Extract every line of the listing below that contains the string "trunk", and copy each one unchanged.

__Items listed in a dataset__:
..........
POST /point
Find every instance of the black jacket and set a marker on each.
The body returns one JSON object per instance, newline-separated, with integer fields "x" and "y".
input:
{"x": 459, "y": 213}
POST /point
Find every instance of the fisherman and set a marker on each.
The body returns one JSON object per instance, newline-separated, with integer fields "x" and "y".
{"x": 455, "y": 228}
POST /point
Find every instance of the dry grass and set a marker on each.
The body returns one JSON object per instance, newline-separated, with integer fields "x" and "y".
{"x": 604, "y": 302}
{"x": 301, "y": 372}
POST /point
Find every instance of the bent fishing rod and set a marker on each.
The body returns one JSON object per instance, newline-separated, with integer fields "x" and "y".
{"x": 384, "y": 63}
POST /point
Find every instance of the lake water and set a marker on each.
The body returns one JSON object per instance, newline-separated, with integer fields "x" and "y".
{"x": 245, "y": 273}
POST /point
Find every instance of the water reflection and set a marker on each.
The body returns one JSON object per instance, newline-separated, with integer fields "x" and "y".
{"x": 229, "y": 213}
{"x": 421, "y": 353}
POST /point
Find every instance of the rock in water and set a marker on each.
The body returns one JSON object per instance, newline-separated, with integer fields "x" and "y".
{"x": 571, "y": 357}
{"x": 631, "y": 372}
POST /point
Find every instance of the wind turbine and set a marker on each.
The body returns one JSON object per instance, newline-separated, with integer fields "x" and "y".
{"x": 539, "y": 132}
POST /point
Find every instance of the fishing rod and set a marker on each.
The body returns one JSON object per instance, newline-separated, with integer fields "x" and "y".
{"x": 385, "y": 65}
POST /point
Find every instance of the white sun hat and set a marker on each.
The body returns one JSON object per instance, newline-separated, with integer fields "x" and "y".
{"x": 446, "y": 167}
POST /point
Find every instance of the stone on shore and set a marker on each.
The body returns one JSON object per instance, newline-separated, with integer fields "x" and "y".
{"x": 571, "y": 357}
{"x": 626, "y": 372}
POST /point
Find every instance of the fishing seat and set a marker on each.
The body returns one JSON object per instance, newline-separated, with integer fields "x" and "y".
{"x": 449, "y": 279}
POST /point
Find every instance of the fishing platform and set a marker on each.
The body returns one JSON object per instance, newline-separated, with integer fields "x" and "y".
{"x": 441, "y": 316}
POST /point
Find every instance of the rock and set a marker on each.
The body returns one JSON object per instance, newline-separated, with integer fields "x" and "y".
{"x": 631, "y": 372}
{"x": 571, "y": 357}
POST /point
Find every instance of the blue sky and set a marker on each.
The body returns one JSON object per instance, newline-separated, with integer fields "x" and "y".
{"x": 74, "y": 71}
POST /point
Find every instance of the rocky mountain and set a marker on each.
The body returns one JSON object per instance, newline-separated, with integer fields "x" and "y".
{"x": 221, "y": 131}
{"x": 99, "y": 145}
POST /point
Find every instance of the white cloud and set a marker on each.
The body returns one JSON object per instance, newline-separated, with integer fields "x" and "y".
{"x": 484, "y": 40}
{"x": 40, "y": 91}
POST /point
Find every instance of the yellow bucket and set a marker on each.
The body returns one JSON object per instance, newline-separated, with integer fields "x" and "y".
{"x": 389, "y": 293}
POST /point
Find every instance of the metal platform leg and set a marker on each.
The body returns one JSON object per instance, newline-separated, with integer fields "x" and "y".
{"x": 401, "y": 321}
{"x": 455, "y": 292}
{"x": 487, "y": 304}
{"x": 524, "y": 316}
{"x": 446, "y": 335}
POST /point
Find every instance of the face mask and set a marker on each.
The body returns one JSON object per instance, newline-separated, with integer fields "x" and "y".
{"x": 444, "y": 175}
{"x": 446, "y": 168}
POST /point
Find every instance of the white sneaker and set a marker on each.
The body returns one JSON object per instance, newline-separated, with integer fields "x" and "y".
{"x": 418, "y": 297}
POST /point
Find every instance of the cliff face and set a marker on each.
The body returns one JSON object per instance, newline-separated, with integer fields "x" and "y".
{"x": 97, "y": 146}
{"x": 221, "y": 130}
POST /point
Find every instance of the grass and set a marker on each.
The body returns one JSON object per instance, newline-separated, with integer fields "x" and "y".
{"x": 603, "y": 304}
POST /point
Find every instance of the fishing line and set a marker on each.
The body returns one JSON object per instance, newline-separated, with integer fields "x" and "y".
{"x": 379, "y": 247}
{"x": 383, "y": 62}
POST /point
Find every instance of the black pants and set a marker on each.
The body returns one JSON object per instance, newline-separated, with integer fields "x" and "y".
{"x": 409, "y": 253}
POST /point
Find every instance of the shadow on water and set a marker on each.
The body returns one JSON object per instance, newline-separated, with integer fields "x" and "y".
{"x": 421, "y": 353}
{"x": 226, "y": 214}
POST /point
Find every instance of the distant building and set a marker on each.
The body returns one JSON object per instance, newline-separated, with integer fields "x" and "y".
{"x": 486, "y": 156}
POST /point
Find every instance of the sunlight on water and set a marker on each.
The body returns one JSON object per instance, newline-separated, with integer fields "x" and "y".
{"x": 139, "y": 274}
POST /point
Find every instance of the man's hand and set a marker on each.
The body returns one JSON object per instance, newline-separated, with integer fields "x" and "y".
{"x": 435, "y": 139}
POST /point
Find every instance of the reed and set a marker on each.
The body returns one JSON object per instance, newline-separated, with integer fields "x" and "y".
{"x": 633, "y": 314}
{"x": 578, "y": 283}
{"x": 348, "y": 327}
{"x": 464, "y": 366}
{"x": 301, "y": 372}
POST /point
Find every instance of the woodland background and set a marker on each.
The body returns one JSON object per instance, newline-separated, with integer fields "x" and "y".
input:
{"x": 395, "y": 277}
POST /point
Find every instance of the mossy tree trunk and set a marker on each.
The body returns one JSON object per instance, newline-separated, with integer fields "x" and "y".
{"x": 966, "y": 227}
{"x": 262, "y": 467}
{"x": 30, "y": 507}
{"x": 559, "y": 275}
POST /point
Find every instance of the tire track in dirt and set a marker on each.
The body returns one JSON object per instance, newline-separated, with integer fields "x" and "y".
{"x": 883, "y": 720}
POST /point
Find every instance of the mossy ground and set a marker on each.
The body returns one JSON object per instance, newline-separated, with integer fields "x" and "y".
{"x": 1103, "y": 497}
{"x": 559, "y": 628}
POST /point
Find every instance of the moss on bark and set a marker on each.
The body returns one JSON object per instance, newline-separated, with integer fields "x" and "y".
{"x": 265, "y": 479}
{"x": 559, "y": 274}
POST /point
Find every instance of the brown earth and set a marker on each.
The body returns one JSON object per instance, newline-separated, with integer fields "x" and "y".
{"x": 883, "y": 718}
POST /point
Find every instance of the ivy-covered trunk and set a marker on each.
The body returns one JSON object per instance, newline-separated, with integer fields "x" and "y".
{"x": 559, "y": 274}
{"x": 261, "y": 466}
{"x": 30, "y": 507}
..........
__EXPECTED ANSWER__:
Find every instance of the mossy tree trunk and set a marker on each.
Find every instance of the ivy-covered trunk and set a marker on each.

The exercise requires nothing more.